- _指示 1_
コモンレール式燃料噴射装置についての本文によると、コモンレール圧力の制御は、一般に何を制御して行われていますか。
- _指示 2_
コモンレール式燃料噴射装置についての本文を、最後の文のあとから書き継いでください。

- _本文_
* * * * * * * * *
コモンレール式燃料噴射装置では、燃料噴射弁からの燃料噴射率がコモンレール内圧力に応じて変わるため、機関運転状態に応じて最適な燃料噴射率が得られるようにコモンレール圧力を精度良く制御する必要がある。
【0003】
コモンレール圧力制御は、一般にコモンレールに燃料を圧送する高圧燃料供給ポンプの吐出量(圧送量)を制御することにより行われている。また、高圧燃料供給ポンプとしては一般にプランジャ式ポンプが使用される。
コモンレール式燃料噴射装置では、コモンレール内に貯留した高圧燃料を各気筒の燃料噴射弁から噴射するため、燃料噴射毎にコモンレール内の圧力が低下する。このため、燃料ポンプの制御装置は燃料噴射時期により定まるタイミングで燃料ポンプからコモンレールに必要量の燃料を圧送してコモンレール内圧力を目標値に維持する必要がある。
【0004】
また、実際の運転においては機関運転状態が急激に変化する過渡運転時には、運転状態の変化に応じてコモンレール目標圧力も急激かつ広範囲に変化するため燃料ポンプの制御装置は燃料ポンプの圧送量を、コモンレール圧力が目標圧力に追従してオーバーシュートやアンダーシュートを生じないように、すなわちコモンレール圧力の制御性が良好になるように制御する必要がある。
【0005】
コモンレール圧力の目標圧力への追従性を向上させた燃料ポンプ圧送量の制御装置の例としては、例えば特開平5−106495号公報に記載されたものがある。同公報の装置は、実際のコモンレール圧力とコモンレール目標圧力との偏差に制御ゲインを乗じた値に基いて燃料ポンプの圧送量を制御する際に、過渡運転時における瞬時コモンレール圧力の変化量からコモンレール圧力のオーバーシュートが生じることを予測し、オーバーシュートが生じる場合には上記制御ゲインを低下させてオーバーシュートを未然に防止している。
【0006】
【発明が解決しようとする課題】
ところが、上記特開平5−106495号公報の燃料ポンプ制御装置では、過渡運転時におけるコモンレール圧力のオーバーシュートは小さくなるものの、オーバーシュートを全くなくすことはできず、しかもオーバーシュートが生じた場合のコモンレール燃料圧力のピーク値については何ら考慮されていないため、問題が生じる場合がある。
* * * * * * * * *
- _表示データ_

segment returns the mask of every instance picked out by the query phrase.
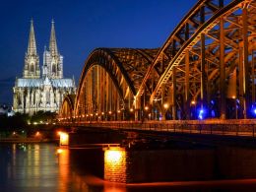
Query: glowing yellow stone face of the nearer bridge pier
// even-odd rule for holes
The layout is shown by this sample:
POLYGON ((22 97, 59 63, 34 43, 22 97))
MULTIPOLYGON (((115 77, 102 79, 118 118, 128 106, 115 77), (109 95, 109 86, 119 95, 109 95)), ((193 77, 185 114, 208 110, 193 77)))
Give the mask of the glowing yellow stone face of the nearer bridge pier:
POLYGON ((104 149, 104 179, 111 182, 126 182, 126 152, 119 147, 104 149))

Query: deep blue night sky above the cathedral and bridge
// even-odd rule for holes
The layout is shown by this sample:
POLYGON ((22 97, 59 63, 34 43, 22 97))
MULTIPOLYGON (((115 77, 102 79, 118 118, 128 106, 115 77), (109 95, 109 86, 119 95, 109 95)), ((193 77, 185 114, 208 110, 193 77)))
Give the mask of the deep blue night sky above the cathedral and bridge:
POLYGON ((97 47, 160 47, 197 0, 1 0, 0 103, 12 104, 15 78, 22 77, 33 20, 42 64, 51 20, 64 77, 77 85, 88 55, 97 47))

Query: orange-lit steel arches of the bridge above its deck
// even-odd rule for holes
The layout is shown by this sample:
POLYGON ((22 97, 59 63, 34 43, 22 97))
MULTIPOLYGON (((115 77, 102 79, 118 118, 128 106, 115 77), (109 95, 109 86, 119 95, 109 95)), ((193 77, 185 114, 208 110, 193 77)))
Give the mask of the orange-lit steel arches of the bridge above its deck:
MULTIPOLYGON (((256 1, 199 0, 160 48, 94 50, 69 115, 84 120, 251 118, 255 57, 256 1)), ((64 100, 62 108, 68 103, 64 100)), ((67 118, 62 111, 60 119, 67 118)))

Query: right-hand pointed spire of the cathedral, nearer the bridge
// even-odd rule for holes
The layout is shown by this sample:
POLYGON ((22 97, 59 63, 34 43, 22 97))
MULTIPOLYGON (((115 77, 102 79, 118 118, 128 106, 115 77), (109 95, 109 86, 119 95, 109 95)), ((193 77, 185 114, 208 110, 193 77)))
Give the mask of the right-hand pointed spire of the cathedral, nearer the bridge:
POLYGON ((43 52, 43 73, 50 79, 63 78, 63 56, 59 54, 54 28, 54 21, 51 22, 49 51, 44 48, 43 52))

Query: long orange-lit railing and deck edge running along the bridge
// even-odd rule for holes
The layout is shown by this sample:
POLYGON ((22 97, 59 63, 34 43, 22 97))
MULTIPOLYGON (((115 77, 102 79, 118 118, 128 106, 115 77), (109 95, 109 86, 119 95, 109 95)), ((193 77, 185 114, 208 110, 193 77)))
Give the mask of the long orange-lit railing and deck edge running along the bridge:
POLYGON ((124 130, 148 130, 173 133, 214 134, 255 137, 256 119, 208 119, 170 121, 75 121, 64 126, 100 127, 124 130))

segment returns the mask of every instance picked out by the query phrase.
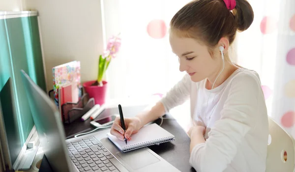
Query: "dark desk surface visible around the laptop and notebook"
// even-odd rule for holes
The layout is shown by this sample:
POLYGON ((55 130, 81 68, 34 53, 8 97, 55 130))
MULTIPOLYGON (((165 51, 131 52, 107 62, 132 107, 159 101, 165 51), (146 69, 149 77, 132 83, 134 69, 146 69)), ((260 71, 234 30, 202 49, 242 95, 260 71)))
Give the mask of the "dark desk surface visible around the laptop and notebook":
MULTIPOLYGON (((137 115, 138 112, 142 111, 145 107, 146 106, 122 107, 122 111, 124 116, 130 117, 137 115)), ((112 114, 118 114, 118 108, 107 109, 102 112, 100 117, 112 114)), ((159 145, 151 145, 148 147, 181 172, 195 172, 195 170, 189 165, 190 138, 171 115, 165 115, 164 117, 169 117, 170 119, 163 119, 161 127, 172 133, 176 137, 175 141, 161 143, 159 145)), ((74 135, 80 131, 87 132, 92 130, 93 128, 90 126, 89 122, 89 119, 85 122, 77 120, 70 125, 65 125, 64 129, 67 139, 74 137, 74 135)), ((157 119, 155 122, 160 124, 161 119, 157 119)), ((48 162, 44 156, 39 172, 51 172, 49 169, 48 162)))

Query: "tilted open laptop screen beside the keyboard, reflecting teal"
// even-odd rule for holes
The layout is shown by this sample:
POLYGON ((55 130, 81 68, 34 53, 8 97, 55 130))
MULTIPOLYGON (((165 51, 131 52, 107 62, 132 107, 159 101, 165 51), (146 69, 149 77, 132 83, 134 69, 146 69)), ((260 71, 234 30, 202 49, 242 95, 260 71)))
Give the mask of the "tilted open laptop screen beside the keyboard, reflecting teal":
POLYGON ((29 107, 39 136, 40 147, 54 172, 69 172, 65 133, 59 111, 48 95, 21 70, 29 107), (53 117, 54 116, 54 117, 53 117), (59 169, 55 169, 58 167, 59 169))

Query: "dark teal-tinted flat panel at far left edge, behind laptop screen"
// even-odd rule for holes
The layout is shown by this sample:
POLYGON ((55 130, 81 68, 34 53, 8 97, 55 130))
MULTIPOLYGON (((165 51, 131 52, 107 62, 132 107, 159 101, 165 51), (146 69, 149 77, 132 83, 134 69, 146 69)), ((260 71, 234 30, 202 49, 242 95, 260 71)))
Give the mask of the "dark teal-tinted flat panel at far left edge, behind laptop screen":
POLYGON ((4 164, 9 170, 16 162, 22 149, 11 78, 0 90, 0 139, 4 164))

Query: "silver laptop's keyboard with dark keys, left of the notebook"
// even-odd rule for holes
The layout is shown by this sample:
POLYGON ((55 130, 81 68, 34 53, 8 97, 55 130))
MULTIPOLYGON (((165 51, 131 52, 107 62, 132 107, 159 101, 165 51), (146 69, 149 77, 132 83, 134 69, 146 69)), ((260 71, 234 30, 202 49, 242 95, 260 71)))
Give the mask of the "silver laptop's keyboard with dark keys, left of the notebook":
* * * * * * * * *
- _回答 1_
コモンレールに燃料を送り込む高圧燃料供給ポンプの吐出量(圧送量)を制御して行われています。

- _回答 2_
【0007】
通常、コモンレールには燃料圧力の過大な上昇により燃料系の機器の破損などが生じることを防止するために、燃料圧力を各燃料系機器の設計圧力以下に制限するプレッシャリミッタ(圧力制限手段)が設けられている。たとえば、プレッシャリミッタとしては、コモンレール内の燃料圧力が設定値以上になったときに開弁し、コモンレール内の燃料を低圧部(燃料タンク)に放出することによりコモンレール内圧力を低下させる圧力制御弁または安全弁が使用される。
【0008】
このようなプレッシャリミッタをコモンレールに備えている場合には、コモンレール圧力の目標値が高くなっていると、オーバーシュート自体の幅が小さい場合でもオーバーシュートが生じるとコモンレール圧力がプレッシャリミッタの設定圧力を越えてしまい、プレッシャリミッタが作動してしまう場合がある。
一旦プレッシャリミッタが作動すると、コモンレール圧力は急激に低下するため、大きな騒音が発生する場合がある。また、コモンレール圧力が目標値より大幅に低くなるため運転条件に応じた燃料噴射率が得られなくなり、機関性能が低下するとともに、再度コモンレール圧力が目標圧力に制御されるまでに多少の時間を要する問題が生じてしまう。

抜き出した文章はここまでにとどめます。